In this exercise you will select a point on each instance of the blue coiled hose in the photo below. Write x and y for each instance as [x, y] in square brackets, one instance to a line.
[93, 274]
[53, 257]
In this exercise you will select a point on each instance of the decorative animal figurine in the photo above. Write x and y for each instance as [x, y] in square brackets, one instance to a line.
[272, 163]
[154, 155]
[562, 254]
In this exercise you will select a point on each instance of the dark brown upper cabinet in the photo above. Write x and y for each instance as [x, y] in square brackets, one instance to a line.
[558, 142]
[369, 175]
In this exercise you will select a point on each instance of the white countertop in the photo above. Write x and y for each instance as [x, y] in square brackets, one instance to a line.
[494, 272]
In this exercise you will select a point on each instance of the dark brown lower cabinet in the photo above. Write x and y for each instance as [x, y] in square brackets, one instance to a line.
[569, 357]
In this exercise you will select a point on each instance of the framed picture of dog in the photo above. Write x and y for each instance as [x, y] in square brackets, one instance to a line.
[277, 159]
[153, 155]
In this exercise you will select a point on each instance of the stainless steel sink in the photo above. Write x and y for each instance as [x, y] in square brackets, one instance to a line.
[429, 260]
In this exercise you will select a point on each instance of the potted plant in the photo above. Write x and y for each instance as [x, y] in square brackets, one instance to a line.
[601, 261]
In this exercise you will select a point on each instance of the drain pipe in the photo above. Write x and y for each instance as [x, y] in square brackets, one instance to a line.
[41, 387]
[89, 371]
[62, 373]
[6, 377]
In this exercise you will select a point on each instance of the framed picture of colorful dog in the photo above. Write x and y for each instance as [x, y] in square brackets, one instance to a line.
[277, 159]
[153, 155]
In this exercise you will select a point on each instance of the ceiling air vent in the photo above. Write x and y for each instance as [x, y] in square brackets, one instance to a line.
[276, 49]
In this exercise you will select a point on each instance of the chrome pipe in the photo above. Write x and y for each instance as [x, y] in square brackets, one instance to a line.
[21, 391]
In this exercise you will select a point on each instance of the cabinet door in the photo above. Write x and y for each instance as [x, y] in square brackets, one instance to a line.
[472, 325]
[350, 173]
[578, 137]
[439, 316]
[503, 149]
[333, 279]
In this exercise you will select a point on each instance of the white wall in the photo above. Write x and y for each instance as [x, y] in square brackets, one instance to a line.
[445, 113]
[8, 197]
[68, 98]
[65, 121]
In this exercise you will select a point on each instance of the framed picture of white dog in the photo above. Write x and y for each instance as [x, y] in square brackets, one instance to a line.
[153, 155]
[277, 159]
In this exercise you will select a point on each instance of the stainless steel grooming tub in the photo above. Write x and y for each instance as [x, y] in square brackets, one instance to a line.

===

• **EXERCISE GOAL**
The answer should consist of all the lines above, retyped exactly.

• **ANSWER FOR THE TASK**
In this exercise you will select a point on each instance of the blue coiled hose in the photo below. Write x and y for each instance as [x, y] in square brackets, one instance to a line.
[93, 274]
[53, 257]
In this exercise you will select a point on each instance of the decorative animal figurine in the photo above. Write x and y for each instance as [x, y] in square brackets, one instance to a line.
[272, 163]
[154, 155]
[562, 254]
In this exercise you will select a point on each instance of the dark brown upper cabinet in the photo above. Write x and y for each instance as [x, y] in square brackets, one instance to a line.
[558, 142]
[369, 175]
In this exercise you will select a point on each instance of the white countertop in the photo above. Write x and y for each instance as [x, y] in square brackets, one instance to a line.
[494, 272]
In this exercise you will select a point on each instance of the dark brown lower cabinet in the photo above. Write x and y for each instance as [x, y] in square brackets, one instance to a line.
[569, 357]
In this exercise you will select a point on each instance of the framed picture of dog in the photo above. Write x and y for each instance as [x, y] in square brackets, one instance to a line.
[277, 159]
[153, 155]
In this exercise you will select a point on each instance of the stainless steel sink in the photo above. Write x and y for each instance as [x, y] in square brackets, one instance to a line.
[429, 260]
In this exercise you will select a point on each instance of the potted plant in the photo above. Write x and y for each instance as [x, y] in square brackets, one instance to a line.
[601, 261]
In this exercise you will select a point on each instance of the drain pipe in the photo above. Write x and y for each instance as [x, y] in square brackets, one instance to a line.
[41, 387]
[89, 371]
[62, 373]
[6, 377]
In this exercise you will select a point on each instance of the framed picture of colorful dog in the photo above. Write x and y for each instance as [x, y] in square brackets, one instance to a line.
[277, 159]
[153, 155]
In this exercise you will select a point on each instance of the ceiling air vent in the photo above. Write x and y for each instance as [x, y] in square brackets, one instance to a line.
[276, 49]
In this exercise you will select a point on each instance of the chrome pipe in the photo above. Write x and y for each instance as [x, y] in square brackets, one instance to a line.
[21, 391]
In this exercise you will select a point on each instance of the cabinet door in the photo above. Write x and y for each instance as [x, y] in square brackets, one instance to a line.
[472, 325]
[350, 173]
[578, 137]
[439, 316]
[503, 149]
[333, 279]
In this exercise you will select a point on each instance of the white wall in the photo above. Write x and y for each instance as [x, y] in square brackets, one instance to a line.
[445, 113]
[8, 197]
[68, 98]
[65, 121]
In this exercise you will select a point on each instance of the framed picture of white dog in the photo above. Write x and y for each instance as [x, y] in square brackets, one instance to a line.
[153, 155]
[277, 159]
In this exercise you will select a point on each instance of the stainless steel grooming tub in the photo above. Write x and y for each instance as [x, y] in square brackets, one instance to a line.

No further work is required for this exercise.